• **WHAT TO DO**:
a: List each change in sleep past age sixty that the essay on sleep describes.
b: According to the essay on sleep, in what year did Harold die?

• **EXTRACT**:
--

The summer Harold was sick, I learned a particular sound. The compressor on the oxygen concentrator clicked every forty seconds. I know this because I lay beside him in the dark and counted, the way other people count sheep, until the sky outside our bedroom window in West Asheville turned from black to the gray that comes before the gray that comes before sunrise.
I did not sleep well for a year and a half. After he died in 2009, I did not sleep well for another two years. I am a wellness counselor. I had read every book. None of it helped me until I stopped trying to fix the sleep and started learning what was actually happening in a sixty-something body in grief.
I am writing this because the woman who came to my office last Thursday — let's call her Marlene, seventy-three, widowed for four years, sharp as a tack — said something I have heard a thousand times. "I'm taking a Tylenol PM every night, and my doctor said that's fine." It is not fine. And the rest of what we tell older adults about sleep is mostly not fine either.
What's actually happening to your sleep at 70
I want to start with a piece of news that landed for me like permission. The sleep you had at thirty-five is gone, and it is not coming back, and that is not a problem to solve.
Here is what the sleep research actually shows. As we move past sixty, the architecture of sleep changes in measurable ways. Deep slow-wave sleep — the heaviest, most restorative stage — declines significantly. We get less of it, full stop. REM sleep stays roughly stable. We wake more often during the night, sometimes four or five times, often briefly enough that we don't fully remember in the morning. And our internal clock advances — we get sleepy earlier in the evening and wake earlier in the morning, sometimes by an hour or two compared to our forties.

--

• **RECORDS SHOWN**:
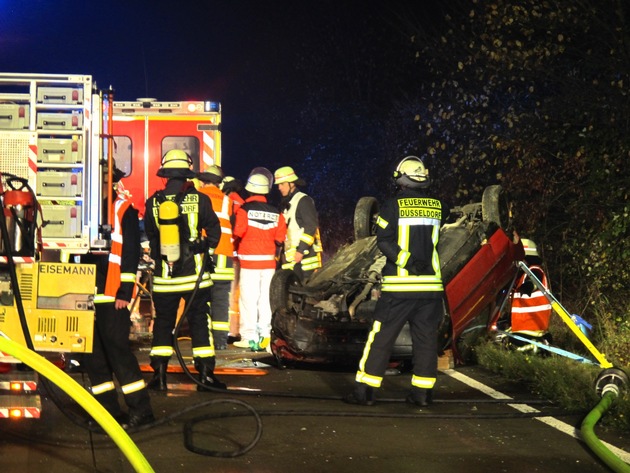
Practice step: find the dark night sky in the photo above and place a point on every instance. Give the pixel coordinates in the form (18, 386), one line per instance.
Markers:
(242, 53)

--

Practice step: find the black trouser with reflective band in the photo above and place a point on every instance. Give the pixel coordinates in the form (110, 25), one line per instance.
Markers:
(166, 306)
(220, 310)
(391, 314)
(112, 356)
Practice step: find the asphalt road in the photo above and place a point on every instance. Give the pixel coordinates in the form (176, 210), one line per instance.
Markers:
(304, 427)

--

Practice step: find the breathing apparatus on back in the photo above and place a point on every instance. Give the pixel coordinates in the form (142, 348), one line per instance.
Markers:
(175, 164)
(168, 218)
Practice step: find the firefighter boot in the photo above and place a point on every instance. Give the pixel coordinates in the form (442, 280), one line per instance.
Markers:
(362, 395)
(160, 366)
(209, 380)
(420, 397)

--

• **ANSWERS BY ITEM**:
a:
- Deep slow-wave sleep declines significantly.
- REM sleep stays roughly stable.
- We wake more often during the night, sometimes four or five times.
- The internal clock advances, so we get sleepy earlier in the evening and wake earlier in the morning.

b: 2009